> [AIM OF THE TASK]: Copy the rows from the start through the line containing "119L146 119L145 124L178", replacing "tree frog" with "tree toad" and leaving everything else unchanged. Omit the pictures.
======== DATA
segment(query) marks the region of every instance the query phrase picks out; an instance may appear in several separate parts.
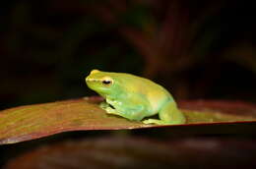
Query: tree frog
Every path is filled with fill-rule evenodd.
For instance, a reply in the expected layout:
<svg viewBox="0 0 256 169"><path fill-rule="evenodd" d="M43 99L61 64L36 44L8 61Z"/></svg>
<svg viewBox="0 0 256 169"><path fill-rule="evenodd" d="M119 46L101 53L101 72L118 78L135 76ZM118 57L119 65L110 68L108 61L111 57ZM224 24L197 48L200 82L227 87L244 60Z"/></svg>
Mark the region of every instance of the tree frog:
<svg viewBox="0 0 256 169"><path fill-rule="evenodd" d="M160 119L146 119L145 124L178 125L186 121L171 94L148 79L93 70L86 83L105 98L99 106L108 114L135 121L159 114Z"/></svg>

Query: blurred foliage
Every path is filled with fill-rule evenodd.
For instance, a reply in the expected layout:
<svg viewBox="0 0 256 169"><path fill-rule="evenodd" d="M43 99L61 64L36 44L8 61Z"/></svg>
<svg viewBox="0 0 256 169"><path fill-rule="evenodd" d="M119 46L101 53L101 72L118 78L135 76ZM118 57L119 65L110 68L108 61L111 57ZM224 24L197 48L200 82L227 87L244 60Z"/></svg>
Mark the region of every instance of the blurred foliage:
<svg viewBox="0 0 256 169"><path fill-rule="evenodd" d="M45 0L0 7L0 108L93 94L92 69L145 76L178 99L255 101L253 5Z"/></svg>

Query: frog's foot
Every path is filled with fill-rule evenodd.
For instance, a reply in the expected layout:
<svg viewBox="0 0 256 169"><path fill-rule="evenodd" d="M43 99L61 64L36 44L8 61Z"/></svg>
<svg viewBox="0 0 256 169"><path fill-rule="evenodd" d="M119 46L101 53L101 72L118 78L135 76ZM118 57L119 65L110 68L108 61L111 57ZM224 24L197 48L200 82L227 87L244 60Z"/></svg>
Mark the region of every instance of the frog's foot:
<svg viewBox="0 0 256 169"><path fill-rule="evenodd" d="M144 124L155 124L155 125L177 125L175 122L165 122L158 119L147 119L142 121Z"/></svg>
<svg viewBox="0 0 256 169"><path fill-rule="evenodd" d="M100 107L101 109L106 109L107 107L109 107L109 105L108 105L106 102L101 102L101 103L99 104L99 107Z"/></svg>

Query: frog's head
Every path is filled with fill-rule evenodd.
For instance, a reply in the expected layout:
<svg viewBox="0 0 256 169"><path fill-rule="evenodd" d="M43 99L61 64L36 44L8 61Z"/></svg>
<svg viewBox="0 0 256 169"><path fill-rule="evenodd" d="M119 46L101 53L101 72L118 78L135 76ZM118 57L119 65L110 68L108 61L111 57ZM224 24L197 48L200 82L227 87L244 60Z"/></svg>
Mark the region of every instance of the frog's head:
<svg viewBox="0 0 256 169"><path fill-rule="evenodd" d="M103 97L116 93L118 83L115 81L114 73L93 70L86 78L87 85Z"/></svg>

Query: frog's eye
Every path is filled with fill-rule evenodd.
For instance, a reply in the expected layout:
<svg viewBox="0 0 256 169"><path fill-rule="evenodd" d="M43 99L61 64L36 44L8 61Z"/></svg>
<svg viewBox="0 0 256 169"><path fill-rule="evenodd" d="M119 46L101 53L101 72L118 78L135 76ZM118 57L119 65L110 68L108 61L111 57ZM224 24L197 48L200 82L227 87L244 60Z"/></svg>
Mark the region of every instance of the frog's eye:
<svg viewBox="0 0 256 169"><path fill-rule="evenodd" d="M102 84L103 84L104 85L110 85L110 84L113 84L113 80L110 79L110 78L104 78L104 79L102 80Z"/></svg>

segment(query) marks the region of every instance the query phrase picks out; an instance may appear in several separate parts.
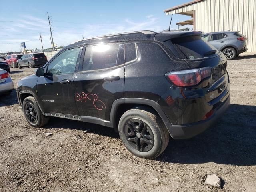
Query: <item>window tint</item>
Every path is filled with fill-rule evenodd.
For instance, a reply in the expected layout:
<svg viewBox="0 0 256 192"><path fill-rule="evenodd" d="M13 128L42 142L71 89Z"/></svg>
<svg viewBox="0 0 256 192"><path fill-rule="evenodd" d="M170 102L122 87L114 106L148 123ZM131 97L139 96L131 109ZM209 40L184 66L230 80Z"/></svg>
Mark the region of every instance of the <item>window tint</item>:
<svg viewBox="0 0 256 192"><path fill-rule="evenodd" d="M119 44L88 46L85 50L83 71L106 69L120 63Z"/></svg>
<svg viewBox="0 0 256 192"><path fill-rule="evenodd" d="M214 33L212 34L210 41L215 41L222 38L222 33Z"/></svg>
<svg viewBox="0 0 256 192"><path fill-rule="evenodd" d="M202 38L205 40L206 41L208 41L208 39L209 39L209 34L204 35L202 36Z"/></svg>
<svg viewBox="0 0 256 192"><path fill-rule="evenodd" d="M125 43L124 52L126 63L137 58L137 48L136 43Z"/></svg>
<svg viewBox="0 0 256 192"><path fill-rule="evenodd" d="M177 52L183 54L188 59L197 59L214 54L217 50L212 45L202 39L199 35L188 36L182 38L175 38L171 40L176 47ZM171 49L170 49L170 50ZM181 54L173 52L178 58Z"/></svg>
<svg viewBox="0 0 256 192"><path fill-rule="evenodd" d="M54 75L74 73L79 52L82 48L69 49L61 53L48 66L47 74Z"/></svg>

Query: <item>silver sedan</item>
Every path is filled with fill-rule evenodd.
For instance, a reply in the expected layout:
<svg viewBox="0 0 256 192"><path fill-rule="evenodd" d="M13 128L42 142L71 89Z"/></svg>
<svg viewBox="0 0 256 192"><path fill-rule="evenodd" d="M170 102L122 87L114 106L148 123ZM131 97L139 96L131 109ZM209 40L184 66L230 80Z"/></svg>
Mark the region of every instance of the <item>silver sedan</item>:
<svg viewBox="0 0 256 192"><path fill-rule="evenodd" d="M10 93L14 88L13 82L9 73L0 69L0 94Z"/></svg>

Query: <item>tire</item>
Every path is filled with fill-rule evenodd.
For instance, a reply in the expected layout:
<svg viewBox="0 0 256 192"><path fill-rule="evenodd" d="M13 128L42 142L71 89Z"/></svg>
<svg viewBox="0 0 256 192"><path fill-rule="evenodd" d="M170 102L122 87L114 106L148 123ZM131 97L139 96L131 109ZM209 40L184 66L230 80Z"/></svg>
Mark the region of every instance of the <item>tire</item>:
<svg viewBox="0 0 256 192"><path fill-rule="evenodd" d="M20 66L20 64L19 63L17 64L17 66L19 69L21 69L22 68L21 66Z"/></svg>
<svg viewBox="0 0 256 192"><path fill-rule="evenodd" d="M236 50L232 47L227 47L224 49L222 53L227 60L232 60L236 57L237 53Z"/></svg>
<svg viewBox="0 0 256 192"><path fill-rule="evenodd" d="M28 67L29 67L30 68L34 68L34 66L32 65L32 64L31 64L31 63L30 63L30 62L28 62Z"/></svg>
<svg viewBox="0 0 256 192"><path fill-rule="evenodd" d="M118 132L128 150L141 158L156 158L169 142L169 132L160 117L141 109L125 112L120 118Z"/></svg>
<svg viewBox="0 0 256 192"><path fill-rule="evenodd" d="M22 110L28 123L34 127L41 127L49 121L41 112L36 100L33 97L25 98L22 104Z"/></svg>
<svg viewBox="0 0 256 192"><path fill-rule="evenodd" d="M14 62L12 62L12 68L17 68L17 65Z"/></svg>

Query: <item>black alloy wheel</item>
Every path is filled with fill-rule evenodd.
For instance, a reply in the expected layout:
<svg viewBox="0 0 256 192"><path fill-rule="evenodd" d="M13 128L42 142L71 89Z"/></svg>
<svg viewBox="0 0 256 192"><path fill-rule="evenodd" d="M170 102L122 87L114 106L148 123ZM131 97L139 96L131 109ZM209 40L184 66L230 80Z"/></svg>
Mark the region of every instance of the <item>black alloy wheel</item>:
<svg viewBox="0 0 256 192"><path fill-rule="evenodd" d="M154 146L152 130L148 125L139 119L132 118L127 121L124 132L130 145L138 151L147 152Z"/></svg>
<svg viewBox="0 0 256 192"><path fill-rule="evenodd" d="M36 124L37 122L38 115L35 107L30 102L27 102L25 105L25 114L28 120L32 124Z"/></svg>

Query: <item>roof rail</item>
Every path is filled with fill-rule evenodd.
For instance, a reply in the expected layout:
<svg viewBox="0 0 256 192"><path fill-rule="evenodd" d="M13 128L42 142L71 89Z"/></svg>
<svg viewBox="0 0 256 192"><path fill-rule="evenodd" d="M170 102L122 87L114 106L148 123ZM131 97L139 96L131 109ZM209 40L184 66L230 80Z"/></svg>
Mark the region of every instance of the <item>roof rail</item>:
<svg viewBox="0 0 256 192"><path fill-rule="evenodd" d="M84 40L88 40L89 39L96 39L97 38L103 38L104 37L111 37L112 36L115 36L116 35L124 35L126 34L130 34L132 33L143 33L144 34L153 34L154 33L156 33L156 32L153 31L150 31L150 30L145 30L145 31L133 31L132 32L126 32L125 33L116 33L114 34L110 34L109 35L102 35L101 36L98 36L97 37L91 37L90 38L87 38L86 39L81 39L80 40L78 40L78 41L75 41L74 42L73 42L71 43L71 44L73 44L74 43L77 43L77 42L79 42L80 41L83 41Z"/></svg>

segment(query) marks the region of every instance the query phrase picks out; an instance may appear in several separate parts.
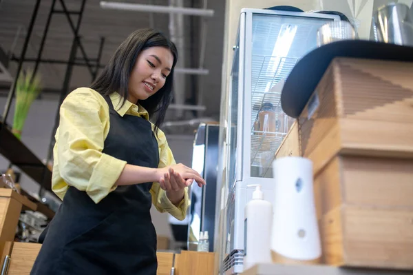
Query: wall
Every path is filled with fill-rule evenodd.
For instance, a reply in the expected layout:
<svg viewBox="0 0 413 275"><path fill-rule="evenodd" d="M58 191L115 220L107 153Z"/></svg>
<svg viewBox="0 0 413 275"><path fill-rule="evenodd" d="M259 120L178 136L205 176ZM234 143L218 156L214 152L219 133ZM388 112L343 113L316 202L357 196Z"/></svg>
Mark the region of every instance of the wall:
<svg viewBox="0 0 413 275"><path fill-rule="evenodd" d="M3 113L6 98L0 97L0 111ZM45 159L50 142L54 117L57 110L56 96L43 98L34 101L30 108L22 134L22 141L41 160ZM12 108L8 122L12 123L14 108ZM177 163L191 165L192 159L192 136L167 136L169 147L174 152ZM5 170L9 161L0 156L0 170ZM20 182L21 187L30 193L36 194L39 185L25 174L23 174ZM168 215L158 212L154 207L151 210L152 220L158 234L171 238L171 232L168 223Z"/></svg>

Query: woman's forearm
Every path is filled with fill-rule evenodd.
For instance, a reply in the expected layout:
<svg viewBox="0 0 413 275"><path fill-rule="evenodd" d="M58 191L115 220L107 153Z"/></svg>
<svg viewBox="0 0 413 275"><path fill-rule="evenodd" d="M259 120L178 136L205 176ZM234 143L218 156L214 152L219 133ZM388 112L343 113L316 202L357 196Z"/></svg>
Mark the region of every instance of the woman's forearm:
<svg viewBox="0 0 413 275"><path fill-rule="evenodd" d="M115 183L116 185L130 185L137 183L158 181L160 171L157 168L127 164Z"/></svg>

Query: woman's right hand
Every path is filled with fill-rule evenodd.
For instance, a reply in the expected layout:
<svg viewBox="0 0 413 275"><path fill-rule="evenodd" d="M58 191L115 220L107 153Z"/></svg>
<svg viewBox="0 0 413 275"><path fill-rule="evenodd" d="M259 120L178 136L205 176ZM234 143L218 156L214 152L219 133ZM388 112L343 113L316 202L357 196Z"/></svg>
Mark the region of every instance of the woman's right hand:
<svg viewBox="0 0 413 275"><path fill-rule="evenodd" d="M200 174L192 168L184 165L182 163L173 164L163 168L158 168L158 181L161 178L165 177L165 174L169 174L169 170L172 168L173 171L178 173L184 179L193 179L200 187L205 185L205 181ZM171 175L170 175L171 176ZM171 175L173 176L173 175Z"/></svg>

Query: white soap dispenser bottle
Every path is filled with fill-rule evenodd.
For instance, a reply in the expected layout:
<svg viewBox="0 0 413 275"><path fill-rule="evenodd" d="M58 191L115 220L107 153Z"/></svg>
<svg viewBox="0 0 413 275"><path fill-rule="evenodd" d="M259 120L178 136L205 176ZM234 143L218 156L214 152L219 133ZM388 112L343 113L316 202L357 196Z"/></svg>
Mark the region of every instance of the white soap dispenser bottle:
<svg viewBox="0 0 413 275"><path fill-rule="evenodd" d="M244 269L257 263L271 263L273 205L264 200L260 185L255 187L253 199L245 206Z"/></svg>
<svg viewBox="0 0 413 275"><path fill-rule="evenodd" d="M200 232L200 239L198 241L196 250L197 251L202 251L203 245L204 245L204 232Z"/></svg>

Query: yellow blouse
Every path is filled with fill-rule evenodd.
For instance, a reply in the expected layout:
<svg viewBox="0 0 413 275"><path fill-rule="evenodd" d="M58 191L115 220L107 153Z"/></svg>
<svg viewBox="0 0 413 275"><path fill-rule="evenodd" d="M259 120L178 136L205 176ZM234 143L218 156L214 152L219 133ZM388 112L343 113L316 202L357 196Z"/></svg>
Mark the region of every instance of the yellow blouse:
<svg viewBox="0 0 413 275"><path fill-rule="evenodd" d="M110 99L120 116L129 114L149 120L148 112L142 106L128 101L122 106L123 99L119 94L112 94ZM115 182L126 161L102 152L110 128L109 118L107 103L92 89L76 89L63 101L55 135L52 177L52 190L62 200L69 186L85 191L95 203L116 188ZM154 125L151 124L153 130ZM159 130L155 136L158 136L159 147L158 167L175 164L163 132ZM159 212L168 212L178 220L185 218L188 207L187 188L178 207L169 201L159 183L153 183L150 192L152 203Z"/></svg>

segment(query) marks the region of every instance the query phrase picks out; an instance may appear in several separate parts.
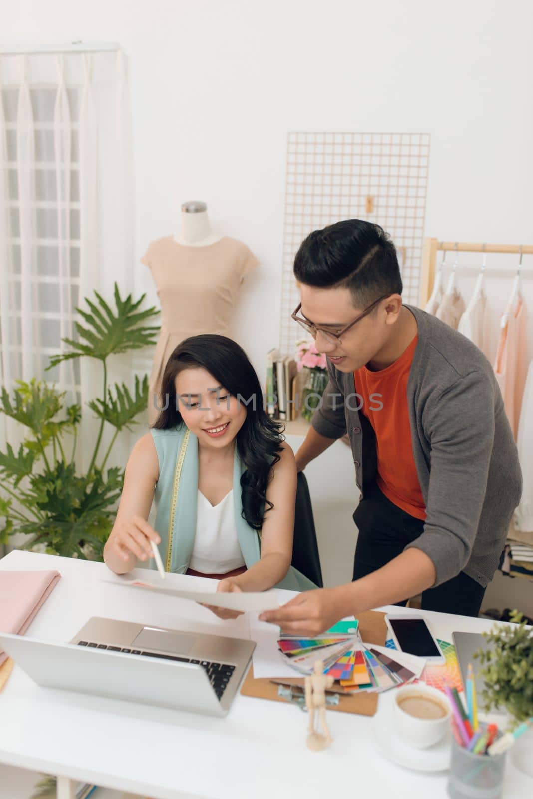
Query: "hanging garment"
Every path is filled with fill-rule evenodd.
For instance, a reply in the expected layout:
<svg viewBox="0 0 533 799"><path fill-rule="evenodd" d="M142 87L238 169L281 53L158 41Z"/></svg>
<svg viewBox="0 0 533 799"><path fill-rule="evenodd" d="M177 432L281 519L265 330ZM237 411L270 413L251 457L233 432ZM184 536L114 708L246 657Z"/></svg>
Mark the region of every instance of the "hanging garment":
<svg viewBox="0 0 533 799"><path fill-rule="evenodd" d="M439 305L442 302L444 296L444 292L442 288L442 269L439 269L435 276L435 285L433 286L433 290L431 292L431 296L424 308L425 312L430 313L432 316L434 316L439 308Z"/></svg>
<svg viewBox="0 0 533 799"><path fill-rule="evenodd" d="M482 291L472 300L460 319L457 330L483 351L487 295Z"/></svg>
<svg viewBox="0 0 533 799"><path fill-rule="evenodd" d="M501 328L494 371L503 398L503 405L515 441L518 434L520 406L527 373L527 310L521 295L514 311L507 312L507 324Z"/></svg>
<svg viewBox="0 0 533 799"><path fill-rule="evenodd" d="M189 336L231 336L233 307L247 272L259 261L245 244L224 236L205 247L179 244L172 236L152 241L140 259L148 266L161 303L161 332L150 374L148 419L164 407L159 397L163 371L172 350Z"/></svg>
<svg viewBox="0 0 533 799"><path fill-rule="evenodd" d="M434 297L429 297L424 308L426 313L430 313L432 316L434 316L439 309L439 305L442 302L442 289L438 291Z"/></svg>
<svg viewBox="0 0 533 799"><path fill-rule="evenodd" d="M516 447L522 469L522 496L509 535L533 546L533 360L529 364L522 397ZM533 550L531 550L533 552Z"/></svg>
<svg viewBox="0 0 533 799"><path fill-rule="evenodd" d="M454 287L453 290L450 293L448 293L447 292L446 294L444 294L440 301L440 304L436 309L435 316L437 319L441 320L443 322L446 322L446 324L449 324L451 328L456 330L457 325L459 324L459 320L461 318L464 311L464 300L458 289Z"/></svg>

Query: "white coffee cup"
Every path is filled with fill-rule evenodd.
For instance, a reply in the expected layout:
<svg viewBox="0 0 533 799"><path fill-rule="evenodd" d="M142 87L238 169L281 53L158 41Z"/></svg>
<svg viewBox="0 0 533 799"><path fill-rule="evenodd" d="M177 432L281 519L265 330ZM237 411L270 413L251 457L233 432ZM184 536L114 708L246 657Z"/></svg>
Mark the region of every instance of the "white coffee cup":
<svg viewBox="0 0 533 799"><path fill-rule="evenodd" d="M412 702L405 702L407 699L410 699ZM415 699L420 700L417 705L413 702ZM438 705L442 710L442 714L436 718L413 715L412 711L417 707L424 708L424 700L427 703L425 709L428 711L438 712L438 709L435 708L435 705ZM411 712L408 712L407 707L410 708ZM394 726L396 731L403 741L417 749L428 749L441 741L449 728L450 715L450 705L447 697L442 691L438 691L436 688L430 688L428 686L417 683L415 686L404 686L403 688L400 688L395 692Z"/></svg>

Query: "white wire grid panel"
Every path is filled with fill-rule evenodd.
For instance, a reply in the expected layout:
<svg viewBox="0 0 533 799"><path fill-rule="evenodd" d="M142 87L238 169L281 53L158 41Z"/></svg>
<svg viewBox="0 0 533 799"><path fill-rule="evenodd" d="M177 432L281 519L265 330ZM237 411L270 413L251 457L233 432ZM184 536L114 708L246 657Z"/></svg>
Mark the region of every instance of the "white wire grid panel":
<svg viewBox="0 0 533 799"><path fill-rule="evenodd" d="M417 304L422 262L428 133L290 133L287 141L280 322L282 352L302 329L294 256L312 231L343 219L381 225L392 237L404 300ZM372 207L368 211L369 205Z"/></svg>

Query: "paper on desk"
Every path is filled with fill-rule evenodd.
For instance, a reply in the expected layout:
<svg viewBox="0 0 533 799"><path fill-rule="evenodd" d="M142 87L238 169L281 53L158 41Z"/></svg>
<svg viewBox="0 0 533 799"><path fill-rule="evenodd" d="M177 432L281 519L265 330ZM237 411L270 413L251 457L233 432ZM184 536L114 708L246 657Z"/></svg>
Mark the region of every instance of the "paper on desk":
<svg viewBox="0 0 533 799"><path fill-rule="evenodd" d="M167 596L176 597L178 599L189 599L204 605L213 605L215 607L223 607L227 610L239 610L241 613L263 613L263 610L277 610L281 602L275 590L270 591L243 591L235 594L217 594L215 591L184 591L177 588L161 588L151 582L143 582L141 580L130 580L117 582L113 580L105 580L113 586L124 586L127 588L136 588L138 590L152 591L155 594L164 594Z"/></svg>

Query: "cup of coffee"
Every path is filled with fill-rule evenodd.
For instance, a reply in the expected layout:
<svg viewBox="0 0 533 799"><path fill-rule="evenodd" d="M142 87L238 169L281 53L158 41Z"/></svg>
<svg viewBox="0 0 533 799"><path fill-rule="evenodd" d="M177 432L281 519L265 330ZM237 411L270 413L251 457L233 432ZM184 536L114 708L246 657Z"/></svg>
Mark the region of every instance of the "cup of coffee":
<svg viewBox="0 0 533 799"><path fill-rule="evenodd" d="M394 724L402 740L417 749L438 743L450 724L447 698L428 686L404 686L394 697Z"/></svg>

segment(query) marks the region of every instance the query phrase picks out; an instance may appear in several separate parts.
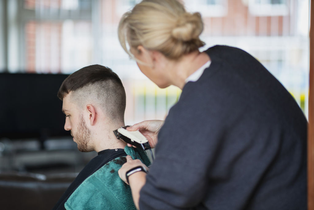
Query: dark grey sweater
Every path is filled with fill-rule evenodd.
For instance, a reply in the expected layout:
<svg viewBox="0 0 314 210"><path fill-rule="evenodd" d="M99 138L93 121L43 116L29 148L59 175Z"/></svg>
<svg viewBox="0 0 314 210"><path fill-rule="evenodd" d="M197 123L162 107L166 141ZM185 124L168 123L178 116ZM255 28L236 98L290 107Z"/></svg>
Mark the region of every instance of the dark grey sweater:
<svg viewBox="0 0 314 210"><path fill-rule="evenodd" d="M216 46L158 136L144 209L305 209L307 122L245 52Z"/></svg>

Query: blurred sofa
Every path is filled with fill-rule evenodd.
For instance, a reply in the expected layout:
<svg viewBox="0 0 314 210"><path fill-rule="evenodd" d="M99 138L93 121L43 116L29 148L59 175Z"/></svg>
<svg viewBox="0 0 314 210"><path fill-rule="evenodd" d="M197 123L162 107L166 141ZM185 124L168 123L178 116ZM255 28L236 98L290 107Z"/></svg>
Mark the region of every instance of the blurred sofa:
<svg viewBox="0 0 314 210"><path fill-rule="evenodd" d="M0 209L51 209L77 175L0 173Z"/></svg>

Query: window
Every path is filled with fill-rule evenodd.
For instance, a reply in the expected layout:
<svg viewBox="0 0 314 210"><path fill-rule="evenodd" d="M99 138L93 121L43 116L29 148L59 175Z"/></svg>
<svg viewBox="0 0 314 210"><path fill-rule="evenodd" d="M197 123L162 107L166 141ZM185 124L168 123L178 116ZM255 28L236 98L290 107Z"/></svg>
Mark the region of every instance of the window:
<svg viewBox="0 0 314 210"><path fill-rule="evenodd" d="M249 0L249 8L257 16L284 16L289 13L287 0Z"/></svg>
<svg viewBox="0 0 314 210"><path fill-rule="evenodd" d="M223 17L228 14L227 0L188 0L184 2L188 10L199 12L203 17Z"/></svg>

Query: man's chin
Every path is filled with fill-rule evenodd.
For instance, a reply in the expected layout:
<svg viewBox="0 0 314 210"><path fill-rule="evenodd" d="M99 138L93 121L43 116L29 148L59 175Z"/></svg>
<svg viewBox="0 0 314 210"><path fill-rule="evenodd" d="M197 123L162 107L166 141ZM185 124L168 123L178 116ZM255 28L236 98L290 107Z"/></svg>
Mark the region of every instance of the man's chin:
<svg viewBox="0 0 314 210"><path fill-rule="evenodd" d="M80 146L78 145L78 151L82 152L89 152L94 151L92 149Z"/></svg>

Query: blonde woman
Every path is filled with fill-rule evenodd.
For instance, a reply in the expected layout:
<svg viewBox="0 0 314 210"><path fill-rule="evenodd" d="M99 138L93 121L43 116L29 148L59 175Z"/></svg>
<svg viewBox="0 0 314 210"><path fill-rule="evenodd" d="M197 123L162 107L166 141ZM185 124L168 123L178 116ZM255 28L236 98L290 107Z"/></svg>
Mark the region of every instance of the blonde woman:
<svg viewBox="0 0 314 210"><path fill-rule="evenodd" d="M141 71L160 88L182 90L164 123L128 128L139 129L156 145L148 172L130 156L119 171L136 206L306 209L302 111L246 52L225 46L200 52L203 27L198 13L187 12L176 0L144 0L121 20L120 42Z"/></svg>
================
> [OUTPUT OF THE EXERCISE]:
segment(query) marks the region of every instance the query phrase picks out; an instance may appear in several separate parts.
Query: tree toad
Every path is filled with fill-rule evenodd.
For instance, a reply in the expected layout:
<svg viewBox="0 0 256 169"><path fill-rule="evenodd" d="M43 99L61 64L36 44L8 61Z"/></svg>
<svg viewBox="0 0 256 169"><path fill-rule="evenodd" d="M119 46L101 53L101 72L118 78L135 76ZM118 57L119 65L110 68L108 61L111 57ZM224 24L197 48L200 82L227 87L244 60Z"/></svg>
Mark the region of every instance of the tree toad:
<svg viewBox="0 0 256 169"><path fill-rule="evenodd" d="M160 119L146 119L145 124L178 125L186 121L171 94L148 79L93 70L86 83L105 98L99 106L108 114L135 121L159 114Z"/></svg>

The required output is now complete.